[Start of SOURCE RECORDS]

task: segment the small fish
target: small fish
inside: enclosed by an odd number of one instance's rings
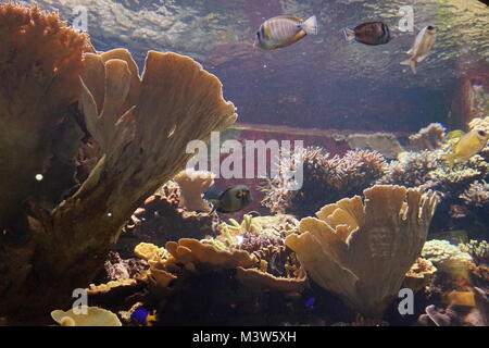
[[[459,138],[452,146],[452,152],[447,156],[450,169],[455,163],[467,161],[471,157],[481,151],[489,139],[489,134],[481,129],[473,129],[468,133],[462,130],[450,132],[447,139]]]
[[[316,16],[302,21],[293,15],[279,15],[266,20],[256,32],[254,47],[275,50],[299,41],[305,35],[317,35]]]
[[[435,45],[438,27],[428,25],[424,27],[416,36],[413,47],[406,52],[412,57],[401,62],[401,65],[409,65],[416,74],[416,62],[423,62],[428,57],[431,47]]]
[[[212,210],[220,213],[234,213],[247,207],[252,200],[250,188],[246,185],[236,185],[222,191],[216,187],[205,190],[204,198],[212,203]]]
[[[344,38],[348,42],[353,40],[365,45],[384,45],[390,41],[390,32],[383,22],[363,23],[354,29],[344,28]]]
[[[137,325],[152,326],[156,321],[156,315],[150,314],[146,308],[139,307],[130,314],[130,321]]]

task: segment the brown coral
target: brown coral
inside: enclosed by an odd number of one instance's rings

[End of SOURCE RECORDS]

# THE PROBLEM
Quote each entry above verbatim and drop the pictures.

# EXERCISE RESULT
task: segment the small fish
target: small fish
inside: enclosed by an odd number of one instance's rings
[[[459,138],[452,146],[452,152],[447,156],[450,169],[455,163],[467,161],[471,157],[481,151],[489,139],[489,134],[481,129],[473,129],[468,133],[462,130],[450,132],[447,139]]]
[[[316,16],[302,21],[293,15],[279,15],[266,20],[256,32],[254,47],[275,50],[299,41],[305,35],[317,35]]]
[[[435,45],[438,27],[428,25],[424,27],[416,36],[413,47],[406,52],[412,57],[401,62],[401,65],[409,65],[416,74],[416,62],[423,62],[428,57],[431,47]]]
[[[212,210],[220,213],[234,213],[247,207],[252,200],[250,188],[246,185],[236,185],[222,191],[216,187],[205,190],[204,198],[212,203]]]
[[[344,38],[348,42],[353,40],[365,45],[384,45],[390,41],[390,32],[383,22],[363,23],[354,29],[344,28]]]
[[[137,325],[152,326],[156,321],[156,315],[150,314],[146,308],[139,307],[130,314],[130,321]]]

task: segment the brown coral
target: brown coral
inside: enclosed by an odd number of one instance's rings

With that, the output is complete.